Calling Card is the sixth studio album and eighth album overall by Irish singer/guitarist Rory Gallagher.  A 1976 release, it was his second of four albums released on Chrysalis Records in the 1970s. Deep Purple/Rainbow bass guitarist Roger Glover co-produced with Gallagher: it was the first time that Gallagher worked with a "name" producer and the only successful such collaboration. It was also the last album Gallagher would do with Rod de'Ath (drums) and Lou Martin (keyboards). After Calling Card, Gallagher retained only his long-time bass guitarist Gerry McAvoy and hired Ted McKenna on drums. This revised power trio was Gallagher's line up for the next five years when Brendan O'Neil took the sticks.

Recording
The sessions for the album began at Musicland Studios in Munich, Germany, in the summer of 1976. Glover came on board as co-producer after having met Gallagher when the latter opened for Deep Purple on an American tour. The choice of Glover signified a conscious attempt by Gallagher to try new directions from the hard rock he was best known for. Calling Card is one of his most diverse albums. It also reflects the synergy that the band had developed after years of playing together. As producer Roger Glover commented “they all seemed very dedicated to Rory, there was an allegiance, born of years of smoky clubs and endless journeys”.  This was the fifth and last release featuring this line-up.

(A block of data)
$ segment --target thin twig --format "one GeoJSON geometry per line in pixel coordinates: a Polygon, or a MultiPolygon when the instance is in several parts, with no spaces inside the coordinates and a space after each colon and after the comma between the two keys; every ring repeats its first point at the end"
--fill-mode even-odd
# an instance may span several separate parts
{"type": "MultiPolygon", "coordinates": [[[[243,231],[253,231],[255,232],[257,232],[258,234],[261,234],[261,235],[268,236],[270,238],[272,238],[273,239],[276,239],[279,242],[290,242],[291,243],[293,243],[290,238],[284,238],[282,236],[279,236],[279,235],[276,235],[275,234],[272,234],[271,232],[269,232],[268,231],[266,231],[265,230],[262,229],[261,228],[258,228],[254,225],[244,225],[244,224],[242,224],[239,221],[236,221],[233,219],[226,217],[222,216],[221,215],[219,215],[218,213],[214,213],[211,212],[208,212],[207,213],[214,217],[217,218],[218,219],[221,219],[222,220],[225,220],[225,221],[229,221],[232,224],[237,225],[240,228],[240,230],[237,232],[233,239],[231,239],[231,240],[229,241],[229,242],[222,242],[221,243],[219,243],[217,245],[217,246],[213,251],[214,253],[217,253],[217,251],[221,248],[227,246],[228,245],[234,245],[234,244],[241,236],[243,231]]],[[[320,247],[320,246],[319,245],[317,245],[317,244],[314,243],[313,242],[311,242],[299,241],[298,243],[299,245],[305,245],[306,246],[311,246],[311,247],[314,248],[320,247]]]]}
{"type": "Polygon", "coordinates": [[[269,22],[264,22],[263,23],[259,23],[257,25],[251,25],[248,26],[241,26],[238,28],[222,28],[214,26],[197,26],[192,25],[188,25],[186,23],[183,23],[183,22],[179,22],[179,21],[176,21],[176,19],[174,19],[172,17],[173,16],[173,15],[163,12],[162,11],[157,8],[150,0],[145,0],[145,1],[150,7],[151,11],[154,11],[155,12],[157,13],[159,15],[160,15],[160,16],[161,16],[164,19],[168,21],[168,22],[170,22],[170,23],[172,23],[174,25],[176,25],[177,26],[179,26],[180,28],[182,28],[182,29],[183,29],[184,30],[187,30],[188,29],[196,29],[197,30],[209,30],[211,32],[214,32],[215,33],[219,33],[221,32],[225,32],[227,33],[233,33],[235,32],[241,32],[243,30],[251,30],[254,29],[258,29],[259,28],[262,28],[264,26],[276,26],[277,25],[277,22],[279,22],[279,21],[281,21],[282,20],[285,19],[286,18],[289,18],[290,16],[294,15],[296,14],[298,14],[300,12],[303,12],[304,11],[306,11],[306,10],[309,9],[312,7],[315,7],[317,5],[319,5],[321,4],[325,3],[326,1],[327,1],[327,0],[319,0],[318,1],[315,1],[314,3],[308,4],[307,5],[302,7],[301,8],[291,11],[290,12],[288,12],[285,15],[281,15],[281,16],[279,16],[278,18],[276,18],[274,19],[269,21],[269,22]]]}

▶ [Directives]
(a) In the text about Calling Card, where did the recording sessions for the album begin?
(b) Write a continuation of the text about the Rory Gallagher album Calling Card, picking up after its final sentence.

▶ [Answers in order]
(a) At Musicland Studios in Munich, Germany, in the summer of 1976.

(b)
Reaction

The album is often considered one of Gallagher's finest studio offerings with Allmusic giving the album 4.5 stars out of 5.  In its August 2005 issue, Guitar Player'''s "Oeuvre Easy" feature on Gallagher praised its "brilliant songs" and "rockin' edge" and listed it in the "Inspired" section of his catalogue. Irish folk group The Dubliners later covered "Barley And Grape Rag" on their 1992 release, 30 Years A-Greying.

1999 remaster
The album was reissued by Buddah Records in 1999 along with the rest of Gallagher's catalogue. As with the rest of the reissues, the album featured remastered sound, newly written liner notes by Gallagher's brother Donal, and bonus tracks "Rue the Day" and "Public Enemy" (an early version of a track that later appeared on Gallagher's 1979 album Top Priority'').

Track listing
All tracks composed by Rory Gallagher.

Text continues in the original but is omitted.